*What you are asked to do:* Each entry needs to be repeated exactly, with nothing added or removed.

** Information supplied follows **

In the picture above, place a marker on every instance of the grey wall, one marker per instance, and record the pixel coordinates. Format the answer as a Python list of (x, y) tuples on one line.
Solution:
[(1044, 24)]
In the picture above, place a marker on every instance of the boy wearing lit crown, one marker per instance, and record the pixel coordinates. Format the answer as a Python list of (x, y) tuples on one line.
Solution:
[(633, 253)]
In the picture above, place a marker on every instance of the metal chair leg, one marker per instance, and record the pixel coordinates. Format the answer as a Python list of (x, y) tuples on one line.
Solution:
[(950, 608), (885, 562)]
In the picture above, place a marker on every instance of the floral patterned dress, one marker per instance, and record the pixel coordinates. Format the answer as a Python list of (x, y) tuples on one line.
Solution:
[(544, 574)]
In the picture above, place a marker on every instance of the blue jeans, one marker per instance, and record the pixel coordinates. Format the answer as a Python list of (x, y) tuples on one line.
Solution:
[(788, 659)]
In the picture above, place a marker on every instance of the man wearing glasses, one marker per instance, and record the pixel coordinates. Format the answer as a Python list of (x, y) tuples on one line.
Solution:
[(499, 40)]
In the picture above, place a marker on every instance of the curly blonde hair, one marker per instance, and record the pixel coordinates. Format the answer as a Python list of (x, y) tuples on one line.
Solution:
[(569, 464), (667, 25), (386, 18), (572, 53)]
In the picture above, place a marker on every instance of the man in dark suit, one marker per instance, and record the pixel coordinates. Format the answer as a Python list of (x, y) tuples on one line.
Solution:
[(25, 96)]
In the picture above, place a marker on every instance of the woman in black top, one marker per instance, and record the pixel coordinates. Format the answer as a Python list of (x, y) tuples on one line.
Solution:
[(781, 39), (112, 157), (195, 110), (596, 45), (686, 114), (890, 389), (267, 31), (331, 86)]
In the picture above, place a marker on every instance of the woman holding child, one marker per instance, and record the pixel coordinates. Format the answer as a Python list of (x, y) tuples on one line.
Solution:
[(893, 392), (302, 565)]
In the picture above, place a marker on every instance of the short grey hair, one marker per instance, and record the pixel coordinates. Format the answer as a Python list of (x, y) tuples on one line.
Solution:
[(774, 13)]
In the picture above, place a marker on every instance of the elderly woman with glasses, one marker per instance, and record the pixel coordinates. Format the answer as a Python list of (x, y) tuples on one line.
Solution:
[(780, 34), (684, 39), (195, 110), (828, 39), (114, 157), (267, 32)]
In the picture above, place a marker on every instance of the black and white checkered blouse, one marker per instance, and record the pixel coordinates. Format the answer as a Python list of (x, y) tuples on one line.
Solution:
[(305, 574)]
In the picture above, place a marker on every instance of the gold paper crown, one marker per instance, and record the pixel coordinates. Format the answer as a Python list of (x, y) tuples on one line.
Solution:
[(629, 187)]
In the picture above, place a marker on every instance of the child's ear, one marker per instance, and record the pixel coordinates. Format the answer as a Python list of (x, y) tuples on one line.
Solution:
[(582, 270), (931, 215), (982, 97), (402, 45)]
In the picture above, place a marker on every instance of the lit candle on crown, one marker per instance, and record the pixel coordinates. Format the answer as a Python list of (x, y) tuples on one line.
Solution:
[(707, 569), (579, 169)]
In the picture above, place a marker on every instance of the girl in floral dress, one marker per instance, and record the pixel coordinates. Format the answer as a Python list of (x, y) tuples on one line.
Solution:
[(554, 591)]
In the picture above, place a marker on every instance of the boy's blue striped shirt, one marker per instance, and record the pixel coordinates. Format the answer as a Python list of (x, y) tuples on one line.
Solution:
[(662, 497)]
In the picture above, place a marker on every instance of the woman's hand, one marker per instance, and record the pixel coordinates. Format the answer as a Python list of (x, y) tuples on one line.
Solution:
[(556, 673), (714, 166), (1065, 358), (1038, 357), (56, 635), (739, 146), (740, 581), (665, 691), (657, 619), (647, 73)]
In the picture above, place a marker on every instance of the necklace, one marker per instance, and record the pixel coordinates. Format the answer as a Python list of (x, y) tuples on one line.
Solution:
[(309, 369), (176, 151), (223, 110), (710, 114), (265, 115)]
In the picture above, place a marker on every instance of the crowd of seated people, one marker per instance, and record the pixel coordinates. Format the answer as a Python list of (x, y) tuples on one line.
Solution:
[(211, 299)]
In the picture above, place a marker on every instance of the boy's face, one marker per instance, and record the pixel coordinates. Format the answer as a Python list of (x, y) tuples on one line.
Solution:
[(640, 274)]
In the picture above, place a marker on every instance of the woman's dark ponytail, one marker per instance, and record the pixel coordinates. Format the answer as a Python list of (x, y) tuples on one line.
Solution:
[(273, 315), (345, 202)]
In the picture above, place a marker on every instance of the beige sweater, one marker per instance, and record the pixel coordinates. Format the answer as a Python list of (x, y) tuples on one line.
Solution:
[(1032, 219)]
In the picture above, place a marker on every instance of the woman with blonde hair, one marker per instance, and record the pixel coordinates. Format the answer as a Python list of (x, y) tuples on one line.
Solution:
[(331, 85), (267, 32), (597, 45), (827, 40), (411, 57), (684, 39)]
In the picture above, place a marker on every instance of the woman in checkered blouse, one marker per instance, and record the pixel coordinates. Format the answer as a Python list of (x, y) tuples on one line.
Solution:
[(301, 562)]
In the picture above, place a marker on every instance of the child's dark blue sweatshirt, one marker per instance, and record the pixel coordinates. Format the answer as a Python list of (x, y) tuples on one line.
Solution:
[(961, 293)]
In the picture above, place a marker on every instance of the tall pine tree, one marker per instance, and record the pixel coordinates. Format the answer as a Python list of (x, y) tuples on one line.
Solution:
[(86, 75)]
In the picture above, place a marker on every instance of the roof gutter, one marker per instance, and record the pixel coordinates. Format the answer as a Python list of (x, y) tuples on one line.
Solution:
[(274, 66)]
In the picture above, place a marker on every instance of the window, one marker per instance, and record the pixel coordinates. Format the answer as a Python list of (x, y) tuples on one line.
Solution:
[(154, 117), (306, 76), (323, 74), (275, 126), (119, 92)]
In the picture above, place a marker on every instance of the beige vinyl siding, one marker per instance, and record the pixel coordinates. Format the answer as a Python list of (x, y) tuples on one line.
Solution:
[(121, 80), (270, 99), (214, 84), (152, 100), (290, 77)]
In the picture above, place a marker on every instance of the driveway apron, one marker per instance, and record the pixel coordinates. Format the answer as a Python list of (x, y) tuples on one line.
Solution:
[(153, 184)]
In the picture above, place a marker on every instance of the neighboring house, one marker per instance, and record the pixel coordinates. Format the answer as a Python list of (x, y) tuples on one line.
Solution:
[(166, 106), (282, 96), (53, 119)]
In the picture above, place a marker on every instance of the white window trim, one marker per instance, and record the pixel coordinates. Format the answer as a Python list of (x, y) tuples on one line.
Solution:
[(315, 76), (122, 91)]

** End of Information supplied **

*Problem solution:*
In the picture above, place a marker on every instance of the grey wall, one marker per instance, and record the pixel coordinates. Format the answer as a Python list of (x, y) tuples on one line.
Solution:
[(1044, 24)]
In the picture above, place a marker on every instance of the boy wearing lit crown, one marker per instance, and record the pixel coordinates. Format the answer as a Python list of (x, y) tuples on one line.
Solution:
[(633, 253)]
In the picture above, place a marker on every instance of the metal chair leg, one marker per instance, and record the pixel coordinates. Format the answer as a Python list of (x, y) tuples on one line.
Solution:
[(950, 608), (885, 562)]
In the picture above, place a marker on every instance of the floral patterned dress, one marker per instance, and record the pixel coordinates. Format the answer as a Python list of (x, y) tuples on one line.
Solution:
[(544, 574)]
In the picture above, place a marker on every instance of the blue jeans, one marker per instance, and record the pixel coordinates. Format the answer as a Python list of (x, y) tuples on one line.
Solution:
[(788, 659)]
In the picture above, place a marker on every instance of the man wearing glasses, one marker per instance, and record the pixel coordinates. Format the answer as a Python list of (x, y) tuples on one line.
Solution:
[(499, 40)]
In the picture above, place a marker on every instance of the curly blonde hair, one marker per instance, and record the pixel coordinates. Format the answer as a Python list of (x, y) tuples on one line.
Solution:
[(569, 464), (667, 25), (386, 18), (572, 53)]
In the picture above, place a marker on every instance of the man in dark suit, one marker per instance, and record the pixel coordinates. Format the answer as a Python list of (x, y) tuples on one line.
Solution:
[(25, 96)]
In the picture above, place a marker on every instance of the woman in black top, one marker per instance, and record the pixel coordinates. Format the answer as a Python list of (x, y) tuples on one line.
Solution:
[(781, 39), (112, 157), (195, 110), (596, 45), (686, 114), (890, 389), (267, 31), (331, 86)]
In the picture above, place a marker on every instance of the woman holding child, one marker per instance, and record the pixel coordinates. Format the answer as a Python list of (x, y) tuples on one line.
Solution:
[(893, 392), (302, 565)]
In the picture above, place a marker on every instance of the short grey hair, one marker per instance, and record the pixel coordinates. Format the answer as a Python list of (x, y) tuples on one line.
Solution:
[(774, 13)]
In the picture above, place a marker on every instance of the elderly woman with glasses, one marker per instance, and record the pixel coordinates. Format the answer as a Python list of (x, y) tuples on one line.
Solution:
[(780, 34), (684, 39), (195, 110), (828, 39), (114, 157), (267, 32)]
In the picture above, place a marker on every instance of the black and white checkered blouse, one marker per instance, and record the pixel coordinates. Format the answer as a Python list of (x, y) tuples on one line.
Solution:
[(305, 574)]
In the picture above, place a marker on every instance of the gold paper crown, one marker per instance, and record the pixel coordinates. Format the answer as a Python list of (x, y) tuples on one line.
Solution:
[(629, 187)]
In the picture above, place a marker on every instance of the child's ear, one marker per instance, and record the pixel coordinates. Format the answer as a Python list of (x, y) tuples on one line.
Solution:
[(582, 270), (931, 215), (982, 97), (402, 45)]
In the picture above, place a marker on every instance of the lit candle on crown, one marker per instance, and record the pixel coordinates. Format the answer as a Python list of (x, y) tuples on one line.
Solution:
[(707, 569), (579, 169)]
In the picture above, place a marker on every instance of the girl in floral dress, one marker per instance, and record the pixel coordinates. Format the answer as a Python list of (x, y) tuples on one line.
Solution:
[(554, 591)]
In the picture above, place a marker on every instance of the boy's blue striped shirt, one marker per instance, and record the pixel coordinates. Format the answer as a Python list of (x, y) tuples on one line.
Solution:
[(662, 497)]
In the picture above, place a marker on every instance of the woman's hand, one marker per instance, and record the pixel coordinates. Format the answer as a Python list of (x, y) tuples on one line.
Solution:
[(556, 673), (714, 166), (1065, 358), (1038, 357), (56, 635), (739, 146), (740, 581), (665, 691), (657, 619), (647, 73)]
In the picture above, place a marker on every instance of the necklace, one marker per instance, and record the pixel coordinates. Format the answer as a Python list of (x, y) tuples on one line.
Solution:
[(309, 369), (176, 151), (223, 110), (710, 114), (265, 115)]
In the picture above, place a marker on every instance of the crowd of seated people, one marker per instance, and record the pixel coordinates. Format the answer as a Python list of (x, y) tuples on one line.
Solution:
[(211, 299)]
In the picture above, place a marker on every instance of the boy's face, one marker per instance, and record the pixel coordinates. Format the answer as a Python list of (x, y) tuples on one line.
Solution:
[(640, 274)]
In the picture above, place a marker on every instance of the woman's dark ponytail, one marker per instance, and record the pixel coordinates. Format the answer as a Python list of (x, y) tuples on one line.
Solution:
[(273, 315), (345, 202)]
In the picture above, place a marker on every instance of the beige sweater, one marker per instance, and record the pixel coordinates. Format the answer as a Python list of (x, y) tuples on one line.
Solution:
[(1032, 219)]
In the picture above, place a marker on every instance of the woman with blonde hair, one marker per instance, and record the pixel coordinates. Format the answer as a Python list of (x, y) tuples on one line.
Solution:
[(331, 85), (267, 32), (597, 45), (827, 40), (411, 57), (684, 39)]
In the picture above, place a marker on every instance of the woman in checkered blouse, one marker per instance, and record the pixel coordinates. Format the answer as a Python list of (x, y) tuples on one line.
Solution:
[(301, 562)]
In the picture above, place a marker on every instance of the child's dark blue sweatshirt, one marker per instance, and record the pixel coordinates. Format the answer as a Python list of (x, y) tuples on one line.
Solution:
[(961, 293)]
In the picture above, place a marker on every instance of the tall pine tree, one marker per instance, and record the pixel coordinates. Format the answer as a Python list of (x, y) tuples on one line.
Solution:
[(86, 75)]
In the picture above, place a marker on every instance of the roof gutter, one marker per instance, and record the pixel coordinates. Format the answer as a Python list of (x, y) tuples on one line.
Solution:
[(274, 66)]
In the picture above, place a marker on every instance of the window, one marker per instance, and record the pixel coordinates. Format the answer as a Python list of (x, y) tuples on one line.
Solution:
[(154, 117), (306, 76), (323, 74), (275, 126), (119, 92)]
In the picture above, place a marker on every instance of the beige vinyl siding, one marker per instance, and record the pixel coordinates. Format the answer as a Python list of (x, y) tuples on one line.
Solution:
[(121, 80), (270, 99), (214, 84), (152, 100), (290, 77)]
In the picture above, place a marker on every instance of the driveway apron, one marker per instance, and record the pixel coordinates. Format the answer as a Python list of (x, y) tuples on one line.
Solution:
[(153, 184)]
In the picture above, place a marker on every instance of the neighboring house, one marker per instance, and record the pixel coordinates. Format the answer as a Python list of (x, y) tuples on one line.
Solution:
[(166, 106), (282, 96), (53, 119)]
In the picture above, place a marker on every instance of the white window trim, one marker per instance, and record the pixel coordinates. Format the answer as a Python list of (x, y) tuples on one line.
Solution:
[(315, 76), (122, 91)]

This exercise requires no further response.